- _WHAT IS BEING ASKED_:
From the records below, transcribe only the lines running from the one with "Query: man in black tuxedo" through the one with "Query: bedspread". Keep both of those end lines.

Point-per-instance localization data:
__________________________________________________

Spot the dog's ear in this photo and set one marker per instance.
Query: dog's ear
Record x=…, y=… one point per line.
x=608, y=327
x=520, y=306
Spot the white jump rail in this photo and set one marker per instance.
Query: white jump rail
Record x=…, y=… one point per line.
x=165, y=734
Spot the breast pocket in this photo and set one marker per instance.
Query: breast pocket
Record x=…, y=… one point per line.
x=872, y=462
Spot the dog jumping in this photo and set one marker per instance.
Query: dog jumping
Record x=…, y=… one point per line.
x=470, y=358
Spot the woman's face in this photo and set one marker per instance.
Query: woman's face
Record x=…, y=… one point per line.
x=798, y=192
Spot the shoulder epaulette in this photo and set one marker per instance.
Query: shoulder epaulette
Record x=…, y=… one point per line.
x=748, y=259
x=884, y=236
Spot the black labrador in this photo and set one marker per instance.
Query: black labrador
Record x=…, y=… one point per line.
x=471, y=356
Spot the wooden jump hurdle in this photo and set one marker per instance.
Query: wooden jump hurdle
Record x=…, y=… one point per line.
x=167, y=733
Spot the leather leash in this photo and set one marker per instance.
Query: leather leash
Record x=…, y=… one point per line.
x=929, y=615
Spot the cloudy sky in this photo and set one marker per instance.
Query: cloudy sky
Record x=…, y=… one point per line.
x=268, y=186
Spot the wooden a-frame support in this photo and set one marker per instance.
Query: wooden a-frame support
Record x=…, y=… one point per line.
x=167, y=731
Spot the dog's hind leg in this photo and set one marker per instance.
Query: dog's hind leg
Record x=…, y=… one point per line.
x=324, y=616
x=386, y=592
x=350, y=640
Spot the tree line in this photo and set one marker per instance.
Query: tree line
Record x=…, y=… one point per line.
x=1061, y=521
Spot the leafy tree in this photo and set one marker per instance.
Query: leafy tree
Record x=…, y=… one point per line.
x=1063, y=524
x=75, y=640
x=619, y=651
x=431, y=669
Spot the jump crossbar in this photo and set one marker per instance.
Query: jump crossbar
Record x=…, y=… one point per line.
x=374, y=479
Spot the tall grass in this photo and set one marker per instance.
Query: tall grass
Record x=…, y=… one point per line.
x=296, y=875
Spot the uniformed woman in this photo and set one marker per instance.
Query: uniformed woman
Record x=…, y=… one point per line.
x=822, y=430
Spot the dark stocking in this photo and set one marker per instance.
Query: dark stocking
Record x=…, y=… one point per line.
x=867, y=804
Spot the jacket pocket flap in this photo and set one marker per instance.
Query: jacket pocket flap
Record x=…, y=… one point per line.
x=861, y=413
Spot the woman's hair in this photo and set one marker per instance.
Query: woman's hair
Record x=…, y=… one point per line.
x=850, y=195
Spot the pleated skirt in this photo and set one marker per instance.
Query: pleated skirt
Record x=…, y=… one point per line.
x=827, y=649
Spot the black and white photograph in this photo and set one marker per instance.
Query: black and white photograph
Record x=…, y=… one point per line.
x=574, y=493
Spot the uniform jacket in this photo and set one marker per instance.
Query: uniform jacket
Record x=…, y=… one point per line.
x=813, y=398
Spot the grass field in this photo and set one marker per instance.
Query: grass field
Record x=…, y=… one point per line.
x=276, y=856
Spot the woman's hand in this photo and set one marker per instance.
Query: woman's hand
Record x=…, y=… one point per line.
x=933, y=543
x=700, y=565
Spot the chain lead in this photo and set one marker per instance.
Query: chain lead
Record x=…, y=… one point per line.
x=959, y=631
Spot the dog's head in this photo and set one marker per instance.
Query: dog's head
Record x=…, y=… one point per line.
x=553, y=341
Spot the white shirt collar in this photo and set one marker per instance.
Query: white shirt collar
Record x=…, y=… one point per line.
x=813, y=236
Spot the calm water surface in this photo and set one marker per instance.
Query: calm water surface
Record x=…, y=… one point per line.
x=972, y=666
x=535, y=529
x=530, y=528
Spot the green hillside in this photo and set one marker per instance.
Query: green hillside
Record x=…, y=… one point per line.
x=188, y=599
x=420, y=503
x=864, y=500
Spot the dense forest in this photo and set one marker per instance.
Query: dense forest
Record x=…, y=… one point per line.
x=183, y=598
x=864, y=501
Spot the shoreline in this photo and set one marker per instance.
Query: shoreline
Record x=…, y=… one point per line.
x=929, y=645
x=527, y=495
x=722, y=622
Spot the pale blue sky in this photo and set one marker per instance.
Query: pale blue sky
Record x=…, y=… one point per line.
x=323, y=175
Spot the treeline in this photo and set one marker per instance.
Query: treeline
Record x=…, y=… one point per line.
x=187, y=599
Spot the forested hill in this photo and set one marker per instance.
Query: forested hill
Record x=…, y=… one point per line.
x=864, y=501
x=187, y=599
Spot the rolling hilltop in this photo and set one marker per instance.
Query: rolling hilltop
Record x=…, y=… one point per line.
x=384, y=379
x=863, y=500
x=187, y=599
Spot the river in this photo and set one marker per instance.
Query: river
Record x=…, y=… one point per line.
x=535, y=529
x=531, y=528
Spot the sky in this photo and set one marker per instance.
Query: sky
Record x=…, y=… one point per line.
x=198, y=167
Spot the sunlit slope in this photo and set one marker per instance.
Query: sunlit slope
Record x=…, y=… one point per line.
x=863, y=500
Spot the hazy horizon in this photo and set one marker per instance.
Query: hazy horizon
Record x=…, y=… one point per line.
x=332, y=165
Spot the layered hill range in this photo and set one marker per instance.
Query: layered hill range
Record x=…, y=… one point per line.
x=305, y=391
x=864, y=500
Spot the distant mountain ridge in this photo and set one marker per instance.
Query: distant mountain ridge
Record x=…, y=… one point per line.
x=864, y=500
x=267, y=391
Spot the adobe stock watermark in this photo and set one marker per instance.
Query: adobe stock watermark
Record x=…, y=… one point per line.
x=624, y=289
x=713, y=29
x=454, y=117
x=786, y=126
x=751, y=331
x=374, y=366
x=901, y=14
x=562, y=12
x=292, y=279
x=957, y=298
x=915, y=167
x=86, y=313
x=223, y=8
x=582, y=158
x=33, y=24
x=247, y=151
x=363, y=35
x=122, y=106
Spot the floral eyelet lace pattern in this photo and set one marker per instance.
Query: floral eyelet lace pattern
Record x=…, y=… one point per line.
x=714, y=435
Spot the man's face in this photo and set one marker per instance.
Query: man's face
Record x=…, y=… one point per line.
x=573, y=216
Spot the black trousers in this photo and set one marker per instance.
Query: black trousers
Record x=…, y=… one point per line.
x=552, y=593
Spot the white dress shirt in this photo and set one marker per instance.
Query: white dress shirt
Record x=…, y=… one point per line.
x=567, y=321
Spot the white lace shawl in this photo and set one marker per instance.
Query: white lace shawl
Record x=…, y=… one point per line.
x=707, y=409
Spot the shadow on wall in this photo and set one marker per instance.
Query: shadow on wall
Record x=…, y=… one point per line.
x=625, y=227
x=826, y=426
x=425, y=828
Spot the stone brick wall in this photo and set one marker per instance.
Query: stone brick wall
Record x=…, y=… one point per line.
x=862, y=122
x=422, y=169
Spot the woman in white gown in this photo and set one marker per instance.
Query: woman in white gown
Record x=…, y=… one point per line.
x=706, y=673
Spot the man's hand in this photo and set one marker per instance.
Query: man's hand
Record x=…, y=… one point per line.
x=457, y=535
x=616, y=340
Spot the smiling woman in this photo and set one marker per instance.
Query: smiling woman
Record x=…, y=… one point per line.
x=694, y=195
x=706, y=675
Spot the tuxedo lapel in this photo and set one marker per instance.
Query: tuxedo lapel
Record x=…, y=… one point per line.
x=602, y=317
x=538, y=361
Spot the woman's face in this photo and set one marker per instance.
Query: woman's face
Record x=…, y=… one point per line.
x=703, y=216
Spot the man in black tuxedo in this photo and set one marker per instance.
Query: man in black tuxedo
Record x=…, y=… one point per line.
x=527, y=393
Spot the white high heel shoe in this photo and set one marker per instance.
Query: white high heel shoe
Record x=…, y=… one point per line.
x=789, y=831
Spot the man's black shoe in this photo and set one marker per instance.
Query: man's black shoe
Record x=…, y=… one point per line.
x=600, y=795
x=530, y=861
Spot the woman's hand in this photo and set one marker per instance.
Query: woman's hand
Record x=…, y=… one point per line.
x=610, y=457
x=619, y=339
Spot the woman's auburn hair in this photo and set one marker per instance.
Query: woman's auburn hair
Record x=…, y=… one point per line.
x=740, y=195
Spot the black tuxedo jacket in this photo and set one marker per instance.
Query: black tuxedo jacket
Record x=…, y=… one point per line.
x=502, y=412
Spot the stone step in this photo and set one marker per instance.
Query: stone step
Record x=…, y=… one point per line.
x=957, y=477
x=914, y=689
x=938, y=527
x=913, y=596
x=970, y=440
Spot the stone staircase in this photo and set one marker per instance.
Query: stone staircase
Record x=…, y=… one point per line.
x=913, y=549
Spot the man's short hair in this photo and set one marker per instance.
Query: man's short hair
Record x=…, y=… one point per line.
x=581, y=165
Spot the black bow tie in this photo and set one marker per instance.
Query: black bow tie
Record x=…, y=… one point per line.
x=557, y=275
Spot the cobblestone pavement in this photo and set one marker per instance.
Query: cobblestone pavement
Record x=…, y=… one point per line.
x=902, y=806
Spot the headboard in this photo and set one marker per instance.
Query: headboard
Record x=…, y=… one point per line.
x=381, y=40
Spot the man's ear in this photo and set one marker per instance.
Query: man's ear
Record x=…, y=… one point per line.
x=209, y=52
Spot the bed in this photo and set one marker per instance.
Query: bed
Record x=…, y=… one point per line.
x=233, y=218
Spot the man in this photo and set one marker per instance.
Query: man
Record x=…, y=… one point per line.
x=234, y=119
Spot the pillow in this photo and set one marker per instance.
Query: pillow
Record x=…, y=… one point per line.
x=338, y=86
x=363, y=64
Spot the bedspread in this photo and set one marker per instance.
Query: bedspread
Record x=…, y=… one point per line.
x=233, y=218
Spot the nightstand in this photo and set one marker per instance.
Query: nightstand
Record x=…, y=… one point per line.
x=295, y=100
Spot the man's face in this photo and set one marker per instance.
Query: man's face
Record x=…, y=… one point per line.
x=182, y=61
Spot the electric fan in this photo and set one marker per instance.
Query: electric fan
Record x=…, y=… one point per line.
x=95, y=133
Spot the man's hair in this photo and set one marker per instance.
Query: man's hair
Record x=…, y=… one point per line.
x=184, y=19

__________________________________________________

- _SOLUTION FOR THIS PROBLEM_:
Query: man in black tuxedo
Record x=…, y=… one point per line.
x=527, y=393
Spot the white high heel shoe in this photo and set one marker per instance.
Query: white high heel shoe
Record x=…, y=… one point per line.
x=789, y=831
Spot the man's black shoe in this photo and set one marker per instance.
Query: man's black shoe
Record x=…, y=… one point per line.
x=600, y=795
x=530, y=861
Spot the woman's hand in this photo and set one marker per instance.
Query: woman's hand
Record x=…, y=… one point per line.
x=610, y=457
x=619, y=339
Spot the woman's auburn hair in this photo and set one marker per instance.
Query: woman's auburn hair
Record x=…, y=… one point per line.
x=740, y=195
Spot the black tuxedo jacket in this photo and set one marker per instance.
Query: black tuxedo jacket
Record x=…, y=… one point per line.
x=502, y=412
Spot the stone step in this photo and set one marker per instance.
Query: stone step
Record x=…, y=… one point per line.
x=957, y=477
x=914, y=689
x=938, y=527
x=913, y=596
x=970, y=440
Spot the stone staircase in this photo and set one marker per instance.
Query: stone staircase
Record x=…, y=… one point per line.
x=913, y=549
Spot the man's short hair in this photo and set one marker per instance.
Query: man's short hair
Record x=…, y=… one point per line.
x=581, y=165
Spot the black bow tie in this photo and set one marker per instance.
Query: black bow tie
Record x=…, y=… one point per line.
x=557, y=275
Spot the cobblestone pavement in this photo and set one marker per instance.
Query: cobblestone pavement
Record x=…, y=… one point per line.
x=902, y=806
Spot the headboard in this photo and set one marker per instance.
Query: headboard
Record x=…, y=… one point per line.
x=381, y=40
Spot the man's ear in this photo and set one marker per instance.
Query: man's ear
Record x=…, y=… one point per line.
x=209, y=52
Spot the bed in this photo and set one marker per instance.
Query: bed
Record x=…, y=… one point per line.
x=233, y=218
Spot the man in this photo and set one marker per instance.
Query: man
Record x=…, y=… one point per line.
x=234, y=119
Spot the pillow in this photo and set one marker per instance.
Query: pillow
Record x=…, y=… one point per line.
x=338, y=86
x=363, y=64
Spot the bedspread in this photo and set one marker per instance.
Query: bedspread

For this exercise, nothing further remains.